| Kutipan Teks |
===============
Pages

Subscribe:

Sabtu, 05 Juli 2014





Judul Buku           : Arok Dedes
Penulis                 : Pramoedya Ananta Toer
Penerbit                : Lentera Dipantara
Cetakan                : Kedelapan, Juli 2009
Tebal Halaman     : 557 halaman


Oleh Muhammad A. Fahmi
Mungkin kau lupa. Jatuhkan Tunggul Ametung seakan tidak karena tanganmu. Tangan orang lain harus melakukannya. Dan orang itu harus dihukum di depan umum berdasarkan bukti tak terbantahkan. Kau mengambil jarak secukupnya dari peristiwa itu.” – Parmoedya Ananta Toer-

            Arok dan Dedes nama ini tidaklah asing dikalangan masyarakat Indonesia. Ya tentu, mereka adalah salah satu tokoh penting dalam kisah ‘Kutukan Keris Empu Gandring’. Cerita ini seringkali di tayangkan di layar kaca televisi ataupun di buku-buku cerita rakyat. Dan kerap disajikan dalam kisah 
pewayangan. Sudah barang tentu kisah ini begitu akrab bagi masyarakat Indonesia.

            Dari awal dipopulerkan, kisah Arok dan Dedes hanya memfokuskan pada ‘Kutukan Keris Empu Gandring’, di mana Arok membunuh Empu Gandring, lalu merampas keris yang telah dibuatnya, diujung mautnya, Empu Gandring menyatakan sumpah kutukan tujuh turunan kepada Arok.
===============
Cuplikan data anotasi titik
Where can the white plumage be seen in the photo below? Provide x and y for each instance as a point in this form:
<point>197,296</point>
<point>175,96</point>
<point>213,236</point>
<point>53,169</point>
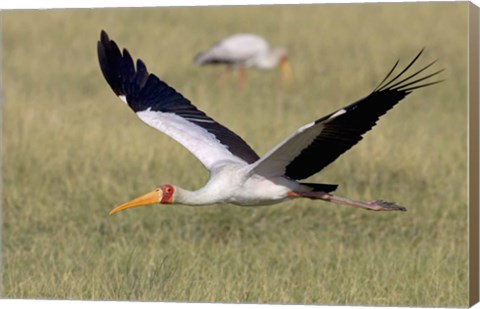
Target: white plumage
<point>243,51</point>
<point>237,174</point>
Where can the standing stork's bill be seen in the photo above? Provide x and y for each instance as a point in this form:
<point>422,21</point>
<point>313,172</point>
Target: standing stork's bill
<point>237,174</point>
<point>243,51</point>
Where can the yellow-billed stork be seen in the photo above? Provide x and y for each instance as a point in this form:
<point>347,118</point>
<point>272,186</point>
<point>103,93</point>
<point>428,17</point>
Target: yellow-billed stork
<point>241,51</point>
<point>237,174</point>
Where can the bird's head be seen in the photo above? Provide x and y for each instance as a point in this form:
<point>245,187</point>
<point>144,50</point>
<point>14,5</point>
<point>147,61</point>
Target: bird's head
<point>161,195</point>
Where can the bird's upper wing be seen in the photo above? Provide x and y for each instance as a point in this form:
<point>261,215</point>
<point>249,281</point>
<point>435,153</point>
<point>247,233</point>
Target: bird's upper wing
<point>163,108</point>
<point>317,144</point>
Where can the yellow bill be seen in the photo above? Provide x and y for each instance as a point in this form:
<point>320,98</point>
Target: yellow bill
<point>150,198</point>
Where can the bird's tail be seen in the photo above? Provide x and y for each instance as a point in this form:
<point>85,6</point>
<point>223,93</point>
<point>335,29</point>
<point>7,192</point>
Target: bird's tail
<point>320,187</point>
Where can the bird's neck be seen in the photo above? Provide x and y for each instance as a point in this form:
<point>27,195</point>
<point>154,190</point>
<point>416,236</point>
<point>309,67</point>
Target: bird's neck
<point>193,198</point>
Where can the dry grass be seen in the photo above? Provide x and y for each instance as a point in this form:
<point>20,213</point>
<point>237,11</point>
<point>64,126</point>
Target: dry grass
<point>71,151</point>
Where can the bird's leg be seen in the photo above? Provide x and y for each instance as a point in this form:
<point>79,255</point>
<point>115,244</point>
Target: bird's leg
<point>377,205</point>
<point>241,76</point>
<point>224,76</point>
===============
| Soal Latihan |
Jawablah pertanyaan berikut berdasarkan ulasan buku Arok Dedes.
(a) Apa nama penerbit buku tersebut?
(b) Berapa tebal halaman buku tersebut?
(c) Siapa yang dibunuh Arok dalam kisah 'Kutukan Keris Empu Gandring'?

| Jawaban Lengkap |
(a) Lentera Dipantara
(b) 557 halaman
(c) Empu Gandring